TEXT SECTION >>
========================================================================
Senate President Leroy Garcia said “there are a lot of different options we might look to, and that’s one option."

House Speaker KC Becker is done after this session because of term limits, leaving a deep legacy of legislative success. House Majority Leader Alec Garnett of Denver, in a farewell tribute to Becker last week, pointed out that three bills define her legacy: Senate Bill 19-181, on oil and gas regulatory reform; Senate Bill 18-200, which attempts to shore up the Public Employees' Retirement Association; and the most significant bill affecting rural Colorado in many years, Senate Bill 17-267. 

"It's been a wild ride, certainly an unexpected and unprecedented session," she said.

Becker cited protests that spurred on major police reforms in the legislature in three weeks' time, as lawmakers were simultaneously cutting or back-filling nearly a quarter of their operating budget.

More budget cuts and higher taxes and fees could be on tap if the deep recession continues. A revenue forecast from state economists is slated for Friday.

"We still accomplished the majority of our goals that we set out, and we had challenges we never expected," Fenberg said. “We passed the parts of our agenda we thought were most critical and wanted to get across the finish line.”

He lamented the need to do more on education, which legislators say almost every year. But the 2020-21 budget takes the General Assembly, and K-12 education, backward almost a decade. The spending plan that takes effect July 1 adds $621.4 million to the budget stabilization factor, the debt to K-12 that started after the Great Recession. The debt is now $1.18 billion, and higher than it's ever been.

"We knew that going into this crisis and we know that even more so now,” he said of underfunding schools, adding about the progressive agenda, "There’s more work to do, and that’s what begins tomorrow,” Fenberg said.

Among the other bills that failed to reach the finish line:

  • Conservation easements. For 17 years, landowners, primarily on the Eastern Plains, have complained that they have been defrauded of their lands and tax credits by the state Department of Revenue, which canceled millions of dollars in tax credits claimed by those landowners for donating portions of land for conservation purposes. A working group tasked by 2019 legislation spent last summer and fall coming up with reparations and plans for restructuring part of the program's provisions on orphan easements and a new way to determine land valuations. The cost of $147 million would have been covered by tax credits from revenue, but that part of the bill ran into trouble even before the pandemic. Rep. Dylan Roberts of Avon told Colorado Politics a new bill had been in the works before the recess that would have covered only the orphan easements and valuation piece. That never happened.
========================================================================
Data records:
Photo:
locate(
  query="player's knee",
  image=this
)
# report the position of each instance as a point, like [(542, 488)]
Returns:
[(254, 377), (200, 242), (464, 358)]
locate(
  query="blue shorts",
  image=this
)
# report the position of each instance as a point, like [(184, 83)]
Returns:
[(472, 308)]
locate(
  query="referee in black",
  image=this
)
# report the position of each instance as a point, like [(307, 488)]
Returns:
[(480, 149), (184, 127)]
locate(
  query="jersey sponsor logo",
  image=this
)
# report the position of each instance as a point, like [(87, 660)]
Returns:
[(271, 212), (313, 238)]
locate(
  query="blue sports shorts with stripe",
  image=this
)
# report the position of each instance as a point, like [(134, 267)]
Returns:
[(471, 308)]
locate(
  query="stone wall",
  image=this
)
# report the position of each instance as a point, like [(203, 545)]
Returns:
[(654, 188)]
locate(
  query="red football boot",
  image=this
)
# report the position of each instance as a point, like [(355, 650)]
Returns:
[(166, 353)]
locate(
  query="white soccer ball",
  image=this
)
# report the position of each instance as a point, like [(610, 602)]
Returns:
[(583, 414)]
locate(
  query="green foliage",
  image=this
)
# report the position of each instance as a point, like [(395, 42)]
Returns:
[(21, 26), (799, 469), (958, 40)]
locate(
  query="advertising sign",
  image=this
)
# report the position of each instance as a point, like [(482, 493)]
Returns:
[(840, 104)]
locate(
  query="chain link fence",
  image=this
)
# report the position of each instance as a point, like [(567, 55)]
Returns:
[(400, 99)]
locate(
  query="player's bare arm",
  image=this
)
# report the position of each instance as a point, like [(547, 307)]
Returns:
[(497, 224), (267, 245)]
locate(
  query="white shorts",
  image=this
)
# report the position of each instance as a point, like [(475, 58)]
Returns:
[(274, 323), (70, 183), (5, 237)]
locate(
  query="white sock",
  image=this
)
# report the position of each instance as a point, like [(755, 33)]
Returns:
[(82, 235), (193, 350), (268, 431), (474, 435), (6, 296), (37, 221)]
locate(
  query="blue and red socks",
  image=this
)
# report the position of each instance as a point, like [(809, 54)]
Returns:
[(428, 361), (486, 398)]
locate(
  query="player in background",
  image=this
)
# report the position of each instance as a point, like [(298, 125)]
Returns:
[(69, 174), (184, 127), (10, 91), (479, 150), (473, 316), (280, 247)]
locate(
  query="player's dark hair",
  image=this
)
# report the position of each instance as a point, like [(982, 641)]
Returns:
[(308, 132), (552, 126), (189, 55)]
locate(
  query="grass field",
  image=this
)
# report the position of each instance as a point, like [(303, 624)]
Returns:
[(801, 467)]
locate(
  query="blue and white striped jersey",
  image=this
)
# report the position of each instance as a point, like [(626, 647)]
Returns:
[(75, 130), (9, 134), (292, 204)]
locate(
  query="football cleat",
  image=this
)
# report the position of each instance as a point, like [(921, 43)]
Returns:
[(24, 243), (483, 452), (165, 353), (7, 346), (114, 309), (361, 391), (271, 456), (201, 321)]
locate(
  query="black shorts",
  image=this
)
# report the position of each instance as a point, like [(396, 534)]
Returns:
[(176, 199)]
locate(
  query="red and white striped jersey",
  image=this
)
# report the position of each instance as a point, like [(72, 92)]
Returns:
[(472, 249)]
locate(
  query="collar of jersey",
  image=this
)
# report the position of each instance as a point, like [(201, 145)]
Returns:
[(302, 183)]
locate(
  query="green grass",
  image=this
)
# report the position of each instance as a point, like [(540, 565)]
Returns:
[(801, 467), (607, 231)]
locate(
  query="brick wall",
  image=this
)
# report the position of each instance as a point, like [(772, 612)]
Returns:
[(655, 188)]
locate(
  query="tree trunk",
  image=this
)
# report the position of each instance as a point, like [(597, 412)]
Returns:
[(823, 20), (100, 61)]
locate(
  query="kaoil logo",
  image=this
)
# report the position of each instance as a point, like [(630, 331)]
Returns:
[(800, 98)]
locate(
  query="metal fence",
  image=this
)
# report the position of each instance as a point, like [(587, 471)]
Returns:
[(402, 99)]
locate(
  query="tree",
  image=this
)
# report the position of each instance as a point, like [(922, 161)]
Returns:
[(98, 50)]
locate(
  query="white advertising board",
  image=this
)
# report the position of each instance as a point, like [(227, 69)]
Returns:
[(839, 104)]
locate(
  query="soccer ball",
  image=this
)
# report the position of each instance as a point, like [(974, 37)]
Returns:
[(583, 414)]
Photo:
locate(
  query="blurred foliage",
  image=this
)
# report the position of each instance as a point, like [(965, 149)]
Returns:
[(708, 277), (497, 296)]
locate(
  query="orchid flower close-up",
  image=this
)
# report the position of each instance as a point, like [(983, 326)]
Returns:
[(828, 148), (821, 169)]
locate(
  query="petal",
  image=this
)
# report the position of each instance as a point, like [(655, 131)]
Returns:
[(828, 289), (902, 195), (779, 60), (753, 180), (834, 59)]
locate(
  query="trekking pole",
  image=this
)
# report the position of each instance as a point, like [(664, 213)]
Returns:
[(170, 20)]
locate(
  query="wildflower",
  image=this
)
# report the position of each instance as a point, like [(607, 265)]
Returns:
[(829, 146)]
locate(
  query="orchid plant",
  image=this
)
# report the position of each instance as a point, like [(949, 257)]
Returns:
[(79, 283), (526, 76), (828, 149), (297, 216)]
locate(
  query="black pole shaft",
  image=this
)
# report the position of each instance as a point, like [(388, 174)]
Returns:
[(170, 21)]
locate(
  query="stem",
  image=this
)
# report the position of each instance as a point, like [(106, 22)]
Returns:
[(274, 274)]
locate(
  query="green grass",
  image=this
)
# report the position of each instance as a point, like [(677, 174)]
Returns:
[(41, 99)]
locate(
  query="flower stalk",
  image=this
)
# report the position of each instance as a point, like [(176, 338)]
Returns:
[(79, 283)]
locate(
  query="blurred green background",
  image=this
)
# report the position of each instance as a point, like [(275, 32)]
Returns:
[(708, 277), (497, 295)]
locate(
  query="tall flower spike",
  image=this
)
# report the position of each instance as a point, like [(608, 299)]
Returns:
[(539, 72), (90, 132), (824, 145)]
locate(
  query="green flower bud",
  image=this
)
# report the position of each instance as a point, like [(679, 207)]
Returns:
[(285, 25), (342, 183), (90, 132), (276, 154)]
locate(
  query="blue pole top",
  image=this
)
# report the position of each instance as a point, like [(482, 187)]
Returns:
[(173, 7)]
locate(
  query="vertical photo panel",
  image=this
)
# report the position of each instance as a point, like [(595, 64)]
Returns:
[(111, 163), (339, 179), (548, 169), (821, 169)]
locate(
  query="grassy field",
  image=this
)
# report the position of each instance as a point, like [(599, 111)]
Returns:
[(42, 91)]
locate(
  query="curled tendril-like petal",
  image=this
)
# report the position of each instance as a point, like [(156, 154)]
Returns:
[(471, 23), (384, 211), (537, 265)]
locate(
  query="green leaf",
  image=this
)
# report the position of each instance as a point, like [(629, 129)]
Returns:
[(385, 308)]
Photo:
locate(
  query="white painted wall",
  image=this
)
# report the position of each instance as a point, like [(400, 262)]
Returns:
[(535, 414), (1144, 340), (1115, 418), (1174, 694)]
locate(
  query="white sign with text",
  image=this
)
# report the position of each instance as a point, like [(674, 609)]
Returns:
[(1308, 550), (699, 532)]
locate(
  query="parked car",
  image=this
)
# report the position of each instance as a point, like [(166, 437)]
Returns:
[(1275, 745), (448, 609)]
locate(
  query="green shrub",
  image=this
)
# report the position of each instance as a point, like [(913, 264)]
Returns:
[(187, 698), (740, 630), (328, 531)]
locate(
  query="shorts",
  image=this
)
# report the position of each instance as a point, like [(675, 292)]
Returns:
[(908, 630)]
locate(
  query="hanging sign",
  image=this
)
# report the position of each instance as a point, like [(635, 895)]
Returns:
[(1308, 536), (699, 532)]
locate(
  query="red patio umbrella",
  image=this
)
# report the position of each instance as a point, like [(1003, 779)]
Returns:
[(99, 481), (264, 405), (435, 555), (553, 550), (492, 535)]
========================================================================
DIRECTIONS >>
1/ Set down, word for word, the part of the Colorado legislature article that opens with the words containing "Senate President Leroy" and closes with "Senate Bill 17-267.".
2/ Answer these questions using the Colorado legislature article:
(a) Which bill did Alec Garnett call the most significant one affecting rural Colorado in many years?
(b) How much does the 2020-21 spending plan add to the budget stabilization factor?
(c) What was the cost of the conservation easements plan?
3/ Continue the article on the Colorado legislative session from where it stops.

ANSWER SECTION >>
1/
Senate President Leroy Garcia said “there are a lot of different options we might look to, and that’s one option."

House Speaker KC Becker is done after this session because of term limits, leaving a deep legacy of legislative success. House Majority Leader Alec Garnett of Denver, in a farewell tribute to Becker last week, pointed out that three bills define her legacy: Senate Bill 19-181, on oil and gas regulatory reform; Senate Bill 18-200, which attempts to shore up the Public Employees' Retirement Association; and the most significant bill affecting rural Colorado in many years, Senate Bill 17-267.

2/
(a) Senate Bill 17-267
(b) $621.4 million
(c) $147 million

3/
  • An effort to expand the state's laws allowing importation of prescription drugs from Canada died in the session's final days.
  • Senate Bill 125, which would have banned exotic animals in events such as the circuses and the Colorado Renaissance Festival, was among dozens of scuttled bills after the session resumed.
  • Two bills on guns, one that would require guns be stored in a safe, and another that requires the reporting of a stolen firearm, both died after the General Assembly returned.
  • Republicans' perpetual efforts to ban abortions and throw out 2013 laws on guns got the same result they've been getting for the past six years: postponed indefinitely by Democrats.
  • So did two bills on plastics, one that would ban the use of polystyrene (Styrofoam) containers, another that would ban single-use plastics such as straws and grocery bags. 
  • A bill banning the use of handheld cellphones while driving also went by the wayside.
  • So did a bill extending the statute of limitations on sex abuse, tied to clergy abuse within the Catholic Church
  • A bill to remove the ability of county commissioners to draw their own district maps, which ran into trouble with commissioners in Arapahoe County, also died.
  • Health insurance providers won't have to pay for the annual cost of a mental health exam, a bill passionately defended by Rep. Dafna Michaelson-Jenet of Aurora, who sought public support to keep it off the list of bills destined for elimination.